CHALLENGE: Reproduce everything from the line containing "Report the position of each instance of the dirt" down to the end of the material below, requests included, with each coordinate in the answers scaled by 1.4 and rounded to a whole number, halves going up. Leave the numbers in the requests and their format samples as they are, and give only these lines.
☆ ☆ ☆ ☆ ☆ ☆ ☆
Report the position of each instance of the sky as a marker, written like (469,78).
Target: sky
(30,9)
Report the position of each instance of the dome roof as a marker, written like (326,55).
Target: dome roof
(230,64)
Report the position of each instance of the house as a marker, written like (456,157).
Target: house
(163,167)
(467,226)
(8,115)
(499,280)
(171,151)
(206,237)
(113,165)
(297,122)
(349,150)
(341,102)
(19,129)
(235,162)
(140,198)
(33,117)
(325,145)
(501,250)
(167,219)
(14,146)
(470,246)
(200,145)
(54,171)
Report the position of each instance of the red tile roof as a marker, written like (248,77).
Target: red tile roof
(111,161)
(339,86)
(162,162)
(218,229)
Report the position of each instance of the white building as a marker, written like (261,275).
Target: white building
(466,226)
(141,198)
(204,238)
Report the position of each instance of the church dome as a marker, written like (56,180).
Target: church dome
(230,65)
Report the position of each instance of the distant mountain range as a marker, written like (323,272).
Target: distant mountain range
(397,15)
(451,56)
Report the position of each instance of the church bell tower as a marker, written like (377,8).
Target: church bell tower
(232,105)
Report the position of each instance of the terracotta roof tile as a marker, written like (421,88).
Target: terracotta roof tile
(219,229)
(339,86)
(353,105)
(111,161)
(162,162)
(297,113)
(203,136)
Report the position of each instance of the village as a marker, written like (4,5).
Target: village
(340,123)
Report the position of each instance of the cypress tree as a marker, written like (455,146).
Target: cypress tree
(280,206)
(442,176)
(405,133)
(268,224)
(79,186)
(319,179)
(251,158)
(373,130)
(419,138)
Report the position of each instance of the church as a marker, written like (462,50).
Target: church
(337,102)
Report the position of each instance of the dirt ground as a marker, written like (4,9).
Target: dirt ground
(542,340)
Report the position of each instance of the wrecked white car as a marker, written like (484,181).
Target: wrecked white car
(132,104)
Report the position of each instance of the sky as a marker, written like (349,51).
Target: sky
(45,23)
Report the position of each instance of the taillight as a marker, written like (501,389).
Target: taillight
☆ ☆ ☆ ☆ ☆ ☆ ☆
WRITTEN SOLUTION:
Report the position of each instance of the dirt ground as a marker, written like (4,9).
Target: dirt ground
(759,476)
Report the position of each instance of the wrecked white car as a marker, written like (484,181).
Target: wrecked white car
(185,146)
Report the position of each instance of the sky as a marker, written like (349,51).
Target: sky
(63,32)
Report the position of each instance of the taillight as a marker, written like (501,389).
Target: taillight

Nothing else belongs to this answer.